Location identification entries
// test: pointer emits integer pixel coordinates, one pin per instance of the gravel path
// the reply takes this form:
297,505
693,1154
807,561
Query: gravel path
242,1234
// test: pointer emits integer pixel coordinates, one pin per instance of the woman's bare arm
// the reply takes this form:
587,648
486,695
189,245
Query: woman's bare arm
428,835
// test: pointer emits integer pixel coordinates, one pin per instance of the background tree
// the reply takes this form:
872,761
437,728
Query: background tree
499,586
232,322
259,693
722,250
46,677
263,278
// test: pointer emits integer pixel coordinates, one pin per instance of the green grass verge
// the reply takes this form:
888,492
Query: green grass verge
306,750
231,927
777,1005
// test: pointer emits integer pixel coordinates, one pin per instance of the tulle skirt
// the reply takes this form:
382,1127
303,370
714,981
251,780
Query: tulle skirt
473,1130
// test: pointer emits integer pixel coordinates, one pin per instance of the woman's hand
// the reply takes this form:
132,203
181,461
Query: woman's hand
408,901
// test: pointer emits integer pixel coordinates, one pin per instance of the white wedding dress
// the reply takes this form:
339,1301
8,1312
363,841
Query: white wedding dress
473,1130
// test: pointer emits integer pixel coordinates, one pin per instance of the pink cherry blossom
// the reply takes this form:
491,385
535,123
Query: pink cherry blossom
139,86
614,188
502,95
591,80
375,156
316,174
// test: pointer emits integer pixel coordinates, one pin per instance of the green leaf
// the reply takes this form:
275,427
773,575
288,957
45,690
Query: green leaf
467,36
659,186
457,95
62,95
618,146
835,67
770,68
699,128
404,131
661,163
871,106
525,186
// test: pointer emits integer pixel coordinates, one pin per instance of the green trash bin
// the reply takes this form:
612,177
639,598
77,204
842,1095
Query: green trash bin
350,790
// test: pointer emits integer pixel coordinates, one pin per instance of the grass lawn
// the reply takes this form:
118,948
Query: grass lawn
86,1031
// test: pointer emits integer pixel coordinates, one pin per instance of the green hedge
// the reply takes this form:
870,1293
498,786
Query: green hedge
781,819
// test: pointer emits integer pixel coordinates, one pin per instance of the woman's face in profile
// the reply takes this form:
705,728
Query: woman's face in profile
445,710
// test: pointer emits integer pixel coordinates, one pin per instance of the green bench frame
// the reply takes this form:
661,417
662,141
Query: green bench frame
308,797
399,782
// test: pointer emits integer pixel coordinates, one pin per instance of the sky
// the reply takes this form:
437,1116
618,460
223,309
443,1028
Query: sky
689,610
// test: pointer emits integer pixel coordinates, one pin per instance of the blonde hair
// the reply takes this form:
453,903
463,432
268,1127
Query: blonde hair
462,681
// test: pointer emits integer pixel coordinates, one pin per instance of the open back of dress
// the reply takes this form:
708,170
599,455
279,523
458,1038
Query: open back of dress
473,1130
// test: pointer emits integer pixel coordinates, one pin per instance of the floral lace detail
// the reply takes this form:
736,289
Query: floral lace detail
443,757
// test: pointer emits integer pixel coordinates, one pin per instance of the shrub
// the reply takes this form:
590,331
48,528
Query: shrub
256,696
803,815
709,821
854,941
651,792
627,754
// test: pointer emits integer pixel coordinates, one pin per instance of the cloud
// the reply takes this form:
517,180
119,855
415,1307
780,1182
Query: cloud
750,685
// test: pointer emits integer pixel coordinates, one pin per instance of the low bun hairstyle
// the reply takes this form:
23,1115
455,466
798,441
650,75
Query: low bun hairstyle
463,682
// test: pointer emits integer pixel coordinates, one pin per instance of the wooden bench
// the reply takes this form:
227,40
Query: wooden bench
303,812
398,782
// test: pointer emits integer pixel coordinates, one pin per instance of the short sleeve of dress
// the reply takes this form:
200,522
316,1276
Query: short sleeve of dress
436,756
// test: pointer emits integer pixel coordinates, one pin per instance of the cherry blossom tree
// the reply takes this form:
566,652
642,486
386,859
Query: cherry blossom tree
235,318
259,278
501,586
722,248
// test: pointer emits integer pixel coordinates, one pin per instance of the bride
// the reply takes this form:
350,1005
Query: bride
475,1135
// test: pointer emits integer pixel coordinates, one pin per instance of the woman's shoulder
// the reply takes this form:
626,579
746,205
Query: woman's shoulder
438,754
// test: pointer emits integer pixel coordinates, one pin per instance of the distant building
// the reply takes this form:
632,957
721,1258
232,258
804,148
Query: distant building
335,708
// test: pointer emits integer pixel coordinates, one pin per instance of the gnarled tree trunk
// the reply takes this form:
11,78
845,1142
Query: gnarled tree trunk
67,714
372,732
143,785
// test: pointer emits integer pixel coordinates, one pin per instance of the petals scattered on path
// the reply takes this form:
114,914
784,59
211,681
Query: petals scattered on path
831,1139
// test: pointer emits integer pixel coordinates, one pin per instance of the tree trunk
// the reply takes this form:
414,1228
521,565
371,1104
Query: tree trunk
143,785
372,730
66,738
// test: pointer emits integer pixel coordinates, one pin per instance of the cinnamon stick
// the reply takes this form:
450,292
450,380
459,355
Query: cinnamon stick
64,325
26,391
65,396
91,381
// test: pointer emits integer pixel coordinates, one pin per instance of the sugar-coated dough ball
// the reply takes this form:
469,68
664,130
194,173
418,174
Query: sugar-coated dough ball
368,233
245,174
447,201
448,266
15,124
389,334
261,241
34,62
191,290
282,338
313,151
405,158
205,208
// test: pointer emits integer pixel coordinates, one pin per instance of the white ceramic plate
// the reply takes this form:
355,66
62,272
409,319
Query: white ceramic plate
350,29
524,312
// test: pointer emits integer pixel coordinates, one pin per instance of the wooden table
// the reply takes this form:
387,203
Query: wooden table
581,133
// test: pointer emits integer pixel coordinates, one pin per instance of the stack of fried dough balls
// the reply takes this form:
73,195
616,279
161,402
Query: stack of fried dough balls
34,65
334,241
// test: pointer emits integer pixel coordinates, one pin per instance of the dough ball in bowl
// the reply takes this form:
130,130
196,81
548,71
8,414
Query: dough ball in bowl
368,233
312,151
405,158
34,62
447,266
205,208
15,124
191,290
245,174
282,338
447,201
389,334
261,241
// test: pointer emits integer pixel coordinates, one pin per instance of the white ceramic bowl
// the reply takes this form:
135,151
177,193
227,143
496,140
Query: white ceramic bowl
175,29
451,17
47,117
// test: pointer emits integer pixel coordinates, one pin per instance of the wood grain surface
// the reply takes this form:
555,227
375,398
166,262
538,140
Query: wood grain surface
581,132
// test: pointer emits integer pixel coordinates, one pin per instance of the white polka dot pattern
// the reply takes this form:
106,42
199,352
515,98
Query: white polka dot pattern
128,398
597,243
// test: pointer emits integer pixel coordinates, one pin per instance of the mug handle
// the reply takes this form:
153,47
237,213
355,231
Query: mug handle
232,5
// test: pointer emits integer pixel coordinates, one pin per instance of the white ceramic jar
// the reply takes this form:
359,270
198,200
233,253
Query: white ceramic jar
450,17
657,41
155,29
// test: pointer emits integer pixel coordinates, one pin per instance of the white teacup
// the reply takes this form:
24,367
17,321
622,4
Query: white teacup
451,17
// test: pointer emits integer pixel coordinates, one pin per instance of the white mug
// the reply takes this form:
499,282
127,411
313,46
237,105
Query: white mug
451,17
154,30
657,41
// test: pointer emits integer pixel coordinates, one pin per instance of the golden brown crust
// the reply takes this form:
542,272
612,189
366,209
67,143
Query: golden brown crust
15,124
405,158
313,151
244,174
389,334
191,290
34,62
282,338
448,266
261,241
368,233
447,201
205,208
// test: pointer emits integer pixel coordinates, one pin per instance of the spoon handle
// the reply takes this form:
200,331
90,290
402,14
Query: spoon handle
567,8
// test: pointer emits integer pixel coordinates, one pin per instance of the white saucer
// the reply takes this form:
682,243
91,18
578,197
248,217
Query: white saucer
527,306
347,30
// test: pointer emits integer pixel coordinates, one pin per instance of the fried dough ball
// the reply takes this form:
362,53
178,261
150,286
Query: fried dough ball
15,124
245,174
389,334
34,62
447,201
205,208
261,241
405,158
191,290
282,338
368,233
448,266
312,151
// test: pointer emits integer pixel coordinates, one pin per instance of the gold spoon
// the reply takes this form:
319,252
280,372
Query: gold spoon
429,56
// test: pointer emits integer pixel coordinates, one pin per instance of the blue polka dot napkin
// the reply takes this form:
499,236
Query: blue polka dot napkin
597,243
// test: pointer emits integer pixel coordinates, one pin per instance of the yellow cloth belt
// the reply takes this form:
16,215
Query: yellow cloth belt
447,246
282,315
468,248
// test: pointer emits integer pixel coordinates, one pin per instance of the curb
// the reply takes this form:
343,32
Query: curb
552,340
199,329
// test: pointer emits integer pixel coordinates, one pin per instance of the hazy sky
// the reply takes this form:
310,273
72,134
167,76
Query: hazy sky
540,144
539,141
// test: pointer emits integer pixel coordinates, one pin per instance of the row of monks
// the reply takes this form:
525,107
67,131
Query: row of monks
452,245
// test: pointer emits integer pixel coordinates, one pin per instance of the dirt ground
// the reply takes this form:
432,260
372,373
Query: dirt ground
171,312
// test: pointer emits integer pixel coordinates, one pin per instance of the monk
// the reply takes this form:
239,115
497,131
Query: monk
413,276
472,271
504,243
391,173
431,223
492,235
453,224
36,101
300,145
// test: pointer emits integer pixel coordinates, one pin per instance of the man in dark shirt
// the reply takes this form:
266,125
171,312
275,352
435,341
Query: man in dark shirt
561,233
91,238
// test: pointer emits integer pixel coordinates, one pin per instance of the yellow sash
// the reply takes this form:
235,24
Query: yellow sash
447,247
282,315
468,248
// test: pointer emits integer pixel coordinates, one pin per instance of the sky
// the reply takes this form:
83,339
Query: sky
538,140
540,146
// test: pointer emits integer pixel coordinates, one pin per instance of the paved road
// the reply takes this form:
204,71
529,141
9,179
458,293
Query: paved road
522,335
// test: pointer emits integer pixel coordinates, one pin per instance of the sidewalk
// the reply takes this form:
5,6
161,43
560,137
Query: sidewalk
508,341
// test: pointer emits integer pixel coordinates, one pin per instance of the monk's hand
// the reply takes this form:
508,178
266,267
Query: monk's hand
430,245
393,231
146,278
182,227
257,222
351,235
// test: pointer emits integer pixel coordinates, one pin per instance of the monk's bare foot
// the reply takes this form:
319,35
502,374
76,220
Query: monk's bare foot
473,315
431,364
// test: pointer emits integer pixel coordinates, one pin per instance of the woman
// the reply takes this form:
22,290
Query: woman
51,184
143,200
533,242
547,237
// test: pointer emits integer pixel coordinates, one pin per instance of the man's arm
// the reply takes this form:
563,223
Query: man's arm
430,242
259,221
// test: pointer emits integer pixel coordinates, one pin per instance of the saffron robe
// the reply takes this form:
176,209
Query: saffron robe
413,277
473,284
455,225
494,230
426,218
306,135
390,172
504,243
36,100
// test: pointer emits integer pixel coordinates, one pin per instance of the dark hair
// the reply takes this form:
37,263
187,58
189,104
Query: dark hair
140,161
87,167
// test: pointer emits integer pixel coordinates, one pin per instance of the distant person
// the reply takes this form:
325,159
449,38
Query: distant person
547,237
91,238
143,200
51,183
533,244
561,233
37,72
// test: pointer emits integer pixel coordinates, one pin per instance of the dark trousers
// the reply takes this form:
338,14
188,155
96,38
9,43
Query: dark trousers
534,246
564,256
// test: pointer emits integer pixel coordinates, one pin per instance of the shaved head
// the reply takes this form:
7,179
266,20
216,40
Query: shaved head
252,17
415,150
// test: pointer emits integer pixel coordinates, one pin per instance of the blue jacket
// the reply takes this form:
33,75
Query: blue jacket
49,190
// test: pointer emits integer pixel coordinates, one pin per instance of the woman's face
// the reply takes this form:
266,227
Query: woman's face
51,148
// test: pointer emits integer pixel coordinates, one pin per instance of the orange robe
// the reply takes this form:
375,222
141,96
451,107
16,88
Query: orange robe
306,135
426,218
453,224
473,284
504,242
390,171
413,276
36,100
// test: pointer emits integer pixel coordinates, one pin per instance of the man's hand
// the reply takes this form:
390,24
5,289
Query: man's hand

WHAT YOU WILL DO
Repeat, exactly and only, the lines above from the one containing "the dark trousers" through the end of the material.

SOLUTION FOR THIS TASK
// test: pointer emits integer pixel coordinates, one pin per instance of the dark trousers
// the reply takes this form:
338,14
188,155
96,38
9,43
Query: dark trousers
534,246
564,256
// test: pointer emits integer pixel coordinates, one pin per instance of the shaved head
// the reply takes this form:
7,179
266,20
216,40
Query: shaved head
252,17
415,150
// test: pointer emits integer pixel coordinates, one pin per instance of the blue jacket
// the reply takes this form:
33,75
Query: blue jacket
49,190
// test: pointer emits integer pixel coordinates, one pin per instance of the woman's face
// the reply takes this form:
266,227
Query: woman's face
51,148
// test: pointer emits integer pixel coordinates, one pin per instance of the orange robe
// the reply takes this form:
375,222
141,96
451,107
16,88
Query: orange robe
306,135
426,218
453,224
473,284
504,242
390,171
413,276
36,100
// test: pointer emits integer pixel coordinates, one pin per instance of the man's hand
// the reply takes this form:
390,24
5,289
Query: man's hand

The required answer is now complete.